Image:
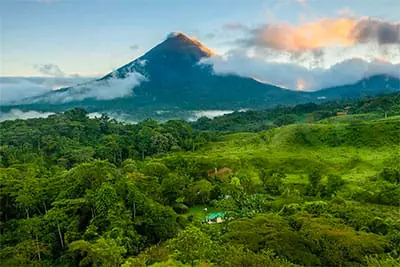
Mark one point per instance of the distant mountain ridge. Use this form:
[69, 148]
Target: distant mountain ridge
[173, 78]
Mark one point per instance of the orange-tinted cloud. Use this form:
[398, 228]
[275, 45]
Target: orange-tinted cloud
[323, 33]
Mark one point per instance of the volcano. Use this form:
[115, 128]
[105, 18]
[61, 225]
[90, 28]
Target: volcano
[171, 75]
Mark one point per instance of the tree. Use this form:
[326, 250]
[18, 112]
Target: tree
[201, 190]
[192, 245]
[285, 120]
[103, 252]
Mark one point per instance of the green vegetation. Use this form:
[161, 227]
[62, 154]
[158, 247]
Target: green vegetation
[94, 192]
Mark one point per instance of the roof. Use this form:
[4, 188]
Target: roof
[214, 215]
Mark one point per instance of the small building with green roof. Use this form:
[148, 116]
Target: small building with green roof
[215, 217]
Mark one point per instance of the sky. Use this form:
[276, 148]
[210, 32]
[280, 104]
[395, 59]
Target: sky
[295, 44]
[92, 37]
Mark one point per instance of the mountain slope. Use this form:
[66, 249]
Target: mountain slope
[173, 78]
[169, 76]
[374, 85]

Assigned task:
Pictures stay out of the answer; the rest of the listing above is returned exactly.

Answer to this problem:
Image:
Mark one point per instance of the distant mountain ridge. Use this form:
[69, 148]
Target: distant mountain ridge
[173, 78]
Mark one point per instance of the orange-tinted cloud. Use this form:
[398, 228]
[275, 45]
Target: orange-tinted cloud
[323, 33]
Mark one point per instance of the volcano. Use this form:
[115, 128]
[105, 18]
[61, 225]
[90, 28]
Target: volcano
[171, 75]
Mark one point per instance of the tree. Use this form:
[326, 250]
[18, 112]
Target: tree
[201, 190]
[192, 245]
[285, 120]
[103, 252]
Mark one point per instance of the green vegetation. Use this form:
[161, 227]
[62, 154]
[158, 247]
Target: green vegetation
[94, 192]
Mark one point per instance of the roof. Use this form:
[4, 188]
Target: roof
[214, 215]
Mark one point per instance of the small building with green roof. Use this form:
[148, 116]
Target: small building with green roof
[215, 217]
Mark one point per instance of the sky. Use this form:
[276, 148]
[210, 32]
[280, 104]
[395, 59]
Target: sky
[295, 44]
[92, 37]
Mark one point per instance of the mountain slope. Use this form:
[66, 249]
Target: mountain slope
[173, 78]
[169, 76]
[374, 85]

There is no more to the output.